EXTRACT TO READ
_ _ _ _ _
Alexander Shulgin, Russian envoy to the Organization for the Prohibition of Chemical Weapons (OPCW)

Russia says creating a so-called investigative team within the Organization for the Prohibition of Chemical Weapons (OPCW) only suits the ends of the sponsors, urging the member states of the watchdog to vote against funding such a biased team.

Last year, member states of the OPCW voted to create the Investigation and Identification Team (IIT), whose task will purportedly be identifying the culprits behind toxic attacks in Syria, particularly the one occurred in the city of Douma near Syrian capital of Damascus on April 2018.

Washington and its allies blamed Damascus for the Douma attack, an allegation rejected by the Syrian government.

On Thursday, Russia urged the OPCW member countries in a meeting in The Hague not to vote for the creation of the ITT, threatening that Moscow would block next year's budget for the watchdog if it included money for the so-called investigative team.

“If the financing for the IIT comes out of voluntary contributions (the annual budget paid for by member states) then this will mean one thing only,” Russian Ambassador Alexander Shulgin told the meeting.

“It will mean that the backers (of the IIT) are going to hire so-called investigators looking at chemical crimes; they will be hired to draw up conclusions which suit the ends of the sponsors,” he said, adding, “This is disquieting. Confirmation can be found in what's happening surrounding Douma.”

Back in March, the OPCW said in a report that chlorine likely used in a suspected gas attack in Douma, stressing that it had not found any evidence of a nerve agent at the site.

The report was based on a visit by OPCW inspectors to the site of the attack. 

The use of chlorine by foreign-backed terrorists is a long-known fact, while nerve agents are usually attributed to the Syrian government which surrendered its entire chemical stockpile in 2013.
_ _ _ _ _
Saved entries

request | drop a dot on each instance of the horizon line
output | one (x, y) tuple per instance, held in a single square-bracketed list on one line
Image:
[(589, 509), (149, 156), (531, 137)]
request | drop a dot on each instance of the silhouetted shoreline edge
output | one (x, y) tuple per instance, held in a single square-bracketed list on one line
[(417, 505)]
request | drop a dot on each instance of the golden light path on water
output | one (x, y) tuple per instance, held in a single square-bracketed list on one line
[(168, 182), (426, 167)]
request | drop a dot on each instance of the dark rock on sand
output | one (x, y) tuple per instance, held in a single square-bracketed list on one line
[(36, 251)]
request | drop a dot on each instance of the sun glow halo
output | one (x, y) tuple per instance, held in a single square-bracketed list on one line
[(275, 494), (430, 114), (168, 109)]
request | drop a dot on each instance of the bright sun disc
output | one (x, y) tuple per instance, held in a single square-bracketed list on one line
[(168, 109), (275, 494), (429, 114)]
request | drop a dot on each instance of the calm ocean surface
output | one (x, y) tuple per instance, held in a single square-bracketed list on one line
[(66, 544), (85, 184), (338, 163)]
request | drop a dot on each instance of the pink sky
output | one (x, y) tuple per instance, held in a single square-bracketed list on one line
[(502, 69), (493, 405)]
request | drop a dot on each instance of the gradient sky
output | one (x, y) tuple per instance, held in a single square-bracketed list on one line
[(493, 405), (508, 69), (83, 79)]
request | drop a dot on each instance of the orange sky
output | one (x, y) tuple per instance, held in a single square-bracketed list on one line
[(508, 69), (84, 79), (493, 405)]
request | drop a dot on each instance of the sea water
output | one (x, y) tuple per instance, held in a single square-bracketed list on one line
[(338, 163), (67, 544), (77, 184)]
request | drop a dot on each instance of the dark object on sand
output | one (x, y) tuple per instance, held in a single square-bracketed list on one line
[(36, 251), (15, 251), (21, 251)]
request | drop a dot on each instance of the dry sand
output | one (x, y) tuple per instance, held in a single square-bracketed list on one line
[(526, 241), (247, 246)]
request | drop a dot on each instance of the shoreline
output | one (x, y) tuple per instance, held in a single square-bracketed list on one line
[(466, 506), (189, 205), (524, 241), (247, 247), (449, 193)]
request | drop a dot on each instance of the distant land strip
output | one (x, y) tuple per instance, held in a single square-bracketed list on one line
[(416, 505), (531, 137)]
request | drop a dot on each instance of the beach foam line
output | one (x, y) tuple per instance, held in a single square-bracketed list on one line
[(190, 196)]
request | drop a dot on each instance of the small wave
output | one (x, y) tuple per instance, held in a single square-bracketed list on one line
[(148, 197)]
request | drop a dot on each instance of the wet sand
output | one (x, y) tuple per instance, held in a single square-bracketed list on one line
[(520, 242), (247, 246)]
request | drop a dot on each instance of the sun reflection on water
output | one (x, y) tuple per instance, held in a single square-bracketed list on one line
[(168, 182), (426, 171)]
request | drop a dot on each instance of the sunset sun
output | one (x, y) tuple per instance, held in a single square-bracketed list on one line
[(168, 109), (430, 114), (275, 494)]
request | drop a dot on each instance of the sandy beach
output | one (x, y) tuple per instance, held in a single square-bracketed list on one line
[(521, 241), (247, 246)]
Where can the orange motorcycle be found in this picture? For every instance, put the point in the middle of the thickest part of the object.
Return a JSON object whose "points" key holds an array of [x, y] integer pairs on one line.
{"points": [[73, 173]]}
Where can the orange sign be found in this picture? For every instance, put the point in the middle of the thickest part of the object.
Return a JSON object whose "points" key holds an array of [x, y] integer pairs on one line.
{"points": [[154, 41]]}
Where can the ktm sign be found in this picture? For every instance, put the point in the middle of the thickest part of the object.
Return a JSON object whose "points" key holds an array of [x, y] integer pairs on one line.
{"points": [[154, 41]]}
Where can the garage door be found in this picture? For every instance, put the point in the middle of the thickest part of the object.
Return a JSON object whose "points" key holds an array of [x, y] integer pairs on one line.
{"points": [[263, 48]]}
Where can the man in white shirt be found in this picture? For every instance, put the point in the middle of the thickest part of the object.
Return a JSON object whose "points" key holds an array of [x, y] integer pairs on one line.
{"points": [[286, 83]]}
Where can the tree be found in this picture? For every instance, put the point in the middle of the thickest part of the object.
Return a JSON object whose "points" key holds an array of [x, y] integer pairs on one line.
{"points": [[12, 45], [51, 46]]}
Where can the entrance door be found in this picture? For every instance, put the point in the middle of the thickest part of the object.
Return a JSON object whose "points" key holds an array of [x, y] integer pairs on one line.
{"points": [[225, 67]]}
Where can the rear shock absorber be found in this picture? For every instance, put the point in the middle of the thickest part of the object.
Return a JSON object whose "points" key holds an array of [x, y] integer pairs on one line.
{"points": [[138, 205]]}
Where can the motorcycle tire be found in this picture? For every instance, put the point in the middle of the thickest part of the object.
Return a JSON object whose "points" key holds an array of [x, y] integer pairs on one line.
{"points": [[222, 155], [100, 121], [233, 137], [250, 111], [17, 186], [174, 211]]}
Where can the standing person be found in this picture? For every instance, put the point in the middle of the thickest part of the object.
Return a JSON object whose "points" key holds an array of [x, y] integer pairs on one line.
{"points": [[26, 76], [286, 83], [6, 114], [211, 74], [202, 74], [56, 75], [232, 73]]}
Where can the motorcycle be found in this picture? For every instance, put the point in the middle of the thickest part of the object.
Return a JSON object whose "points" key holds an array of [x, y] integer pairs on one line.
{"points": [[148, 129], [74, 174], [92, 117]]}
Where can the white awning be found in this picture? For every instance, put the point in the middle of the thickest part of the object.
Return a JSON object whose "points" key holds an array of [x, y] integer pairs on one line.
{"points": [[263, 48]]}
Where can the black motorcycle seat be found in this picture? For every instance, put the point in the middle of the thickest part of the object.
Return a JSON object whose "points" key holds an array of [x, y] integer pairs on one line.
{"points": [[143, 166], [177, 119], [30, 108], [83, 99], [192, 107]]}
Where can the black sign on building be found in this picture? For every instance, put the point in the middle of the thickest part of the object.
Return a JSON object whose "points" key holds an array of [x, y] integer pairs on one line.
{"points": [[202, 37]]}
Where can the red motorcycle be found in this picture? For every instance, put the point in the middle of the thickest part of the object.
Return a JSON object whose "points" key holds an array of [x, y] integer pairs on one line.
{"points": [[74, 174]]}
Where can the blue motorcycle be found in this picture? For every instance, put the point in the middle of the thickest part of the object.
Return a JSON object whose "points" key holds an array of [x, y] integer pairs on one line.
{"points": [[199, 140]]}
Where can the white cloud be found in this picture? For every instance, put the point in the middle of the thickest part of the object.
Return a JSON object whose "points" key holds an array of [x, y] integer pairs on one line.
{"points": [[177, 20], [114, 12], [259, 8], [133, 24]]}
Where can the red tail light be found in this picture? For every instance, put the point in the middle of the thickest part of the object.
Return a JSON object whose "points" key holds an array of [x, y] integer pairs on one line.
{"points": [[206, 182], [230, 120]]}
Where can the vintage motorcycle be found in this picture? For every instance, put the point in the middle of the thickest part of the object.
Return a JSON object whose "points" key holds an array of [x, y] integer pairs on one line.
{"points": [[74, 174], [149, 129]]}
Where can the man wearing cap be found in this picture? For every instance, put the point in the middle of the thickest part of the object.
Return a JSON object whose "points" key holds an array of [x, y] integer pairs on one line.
_ _ _ _ _
ABOUT THIS TASK
Write the next part of the article on Russia's opposition to funding the OPCW investigative team, starting right after its final sentence. The data above was drawn from a separate source, unrelated to the article.

WRITTEN REPLY
Damascus says the foreign-backed militants with the Western-support White Helmets have staged the chemical attack in an attempt to frame the Syrian government.

One week after the suspected gas attack, the US, Britain and France launched a coordinated missile strike against sites and research facilities near Damascus and Homs. Damascus and its allies in the war saw the attack as a bid to prop up terrorists, faulting the invaders for ignoring Syria's repeated requests for an international probe into the incident.

WikiLeaks at the weekend released an email sent by a member of the OPCW in which its author accused the watchdog of doctoring a report on the Douma attack.

In the email, dated June 22, 2018, the author who was a member of a fact-finding team the watchdog deployed to the Syrian city to investigate the attack, said, “Many of the facts and observations outlined in the full version are inextricably interconnected and, by selectively omitting certain ones, an unintended bias has been introduced into the report, undermining its credibility.”

Earlier this year, an unreleased OPCW engineering report was also leaked to the Working Group on Syria, Propaganda and Media that refuted militants’ claim that the cylinders that the engineering team examined were dropped out of a Syrian government aircraft.

Several reports have previously suggested the use of chlorine against civilians by anti-Damascus militants.